-- start of MATERIAL SUPPLIED --

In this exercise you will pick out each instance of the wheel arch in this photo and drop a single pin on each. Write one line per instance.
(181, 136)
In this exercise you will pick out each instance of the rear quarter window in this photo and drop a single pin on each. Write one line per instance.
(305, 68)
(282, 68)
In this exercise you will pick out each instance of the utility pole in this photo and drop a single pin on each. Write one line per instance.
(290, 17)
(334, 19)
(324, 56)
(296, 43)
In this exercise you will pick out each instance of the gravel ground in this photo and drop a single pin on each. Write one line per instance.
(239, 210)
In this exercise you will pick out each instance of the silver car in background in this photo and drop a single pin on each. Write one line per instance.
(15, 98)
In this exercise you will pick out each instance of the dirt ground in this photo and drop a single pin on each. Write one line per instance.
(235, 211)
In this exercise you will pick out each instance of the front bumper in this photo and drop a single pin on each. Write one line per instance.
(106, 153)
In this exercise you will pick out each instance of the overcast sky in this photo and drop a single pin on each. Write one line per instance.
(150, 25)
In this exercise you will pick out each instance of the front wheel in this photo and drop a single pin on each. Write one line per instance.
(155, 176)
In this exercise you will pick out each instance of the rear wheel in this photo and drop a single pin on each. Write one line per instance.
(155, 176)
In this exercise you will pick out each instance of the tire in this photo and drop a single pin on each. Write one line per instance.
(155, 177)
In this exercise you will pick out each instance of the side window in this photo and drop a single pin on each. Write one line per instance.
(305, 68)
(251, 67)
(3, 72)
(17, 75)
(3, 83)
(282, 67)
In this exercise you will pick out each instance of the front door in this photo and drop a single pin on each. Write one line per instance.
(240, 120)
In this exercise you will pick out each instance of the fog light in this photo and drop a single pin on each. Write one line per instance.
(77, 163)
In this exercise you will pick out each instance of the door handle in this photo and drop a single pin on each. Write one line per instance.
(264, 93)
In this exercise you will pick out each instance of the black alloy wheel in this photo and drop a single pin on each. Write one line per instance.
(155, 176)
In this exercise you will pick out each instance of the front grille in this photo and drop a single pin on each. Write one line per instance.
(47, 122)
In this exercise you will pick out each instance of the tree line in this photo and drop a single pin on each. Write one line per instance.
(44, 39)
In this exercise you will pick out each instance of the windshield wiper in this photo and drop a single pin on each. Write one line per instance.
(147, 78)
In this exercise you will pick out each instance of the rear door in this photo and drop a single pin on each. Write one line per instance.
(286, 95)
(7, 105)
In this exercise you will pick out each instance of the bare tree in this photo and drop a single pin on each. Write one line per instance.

-- end of MATERIAL SUPPLIED --

▸ **STATED PROBLEM**: Reproduce the listing above with "drop a single pin" swapped for "place one marker" everywhere it occurs, leaving everything else unchanged.

▸ **WRITTEN REPLY**:
In this exercise you will pick out each instance of the wheel arch in this photo and place one marker on each. Write one line per instance.
(181, 136)
In this exercise you will pick out each instance of the rear quarter window in this photo and place one marker on each. Write one line per instance.
(305, 68)
(282, 68)
In this exercise you will pick out each instance of the utility pole in this photo and place one marker on each. Write one line per instance.
(290, 17)
(334, 19)
(324, 56)
(296, 43)
In this exercise you will pick out each instance of the gravel ground in this photo and place one marker on each. Write one line per instance.
(239, 210)
In this exercise you will pick out each instance of the silver car in background in this photo and place one marker on each. Write one line per instance.
(15, 98)
In this exercise you will pick out each instance of the dirt ground in this photo and place one marker on each. Write one line per instance.
(235, 211)
In this exercise you will pick out each instance of the front bumper in this photo and place one marker on each. Write one line per instance.
(106, 153)
In this exercise you will pick out each instance of the overcast sky in this photo and place one marker on each. Write one line per instance.
(150, 25)
In this exercise you will pick out each instance of the front wheel in this photo and place one marker on each. Write one line per instance.
(155, 176)
In this exercise you will pick out each instance of the rear wheel in this photo and place one marker on each. Write one line per instance.
(155, 176)
In this exercise you will pick out each instance of the tire in this photo and place one marker on each. Write one line per instance.
(155, 177)
In this exercise you will pick out each instance of the side window in this photo and place one marker on each. Write one line per instance.
(305, 68)
(251, 67)
(3, 72)
(17, 75)
(3, 83)
(282, 67)
In this exercise you will pick out each instance of the front door in this photo and place one marker on each. Write one line per instance.
(240, 120)
In this exercise you will pick out each instance of the fog light in this photo and place one marker on each. Write one line per instance.
(77, 163)
In this exercise you will pick out each instance of the door handle in this photo and place one marker on each. Write one line per instance.
(264, 93)
In this exercise you will pick out each instance of the black alloy wheel in this photo and place one marker on each. Write one line per instance.
(155, 176)
In this exercise you will pick out each instance of the front grille in this photo and place one marker on each. Write one line per instance.
(47, 122)
In this exercise you will pick out each instance of the tree line in this photo and place one marker on each. Write one line per instance.
(44, 39)
In this exercise you will pick out each instance of the windshield wiper in this photo and place one marker on each. Write one line per instance.
(147, 78)
In this exercise you will pick out each instance of the rear door in this photo and place one marker on each. Write one line per instance.
(286, 95)
(7, 105)
In this exercise you will pick out each instance of the bare tree in this photo and place one marker on each. Write one line per instance.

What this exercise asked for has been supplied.